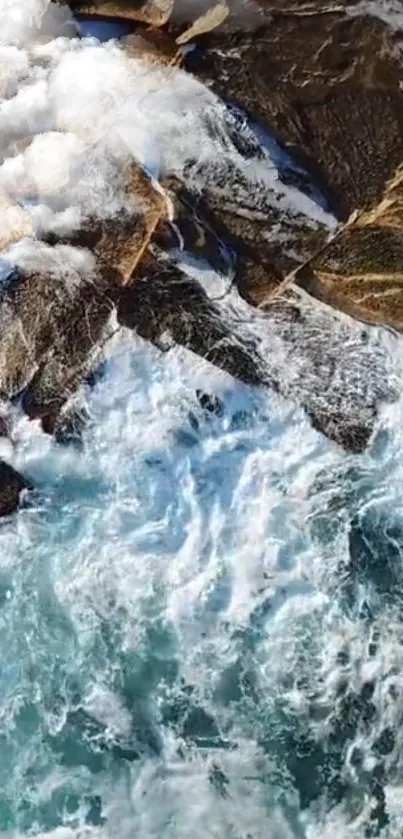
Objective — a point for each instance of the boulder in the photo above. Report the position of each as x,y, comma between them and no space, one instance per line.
152,12
328,83
360,271
12,485
54,315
========
*Challenge:*
Write out the material again, swapping "boulder" for "rock" and keeping everything else the same. Omit the pictures.

*Written solution:*
Objective — a point for each instance of the rock in the photo above. Report the position of each as x,y, comma between them and no space, one instance per line.
152,12
328,83
360,271
12,485
54,315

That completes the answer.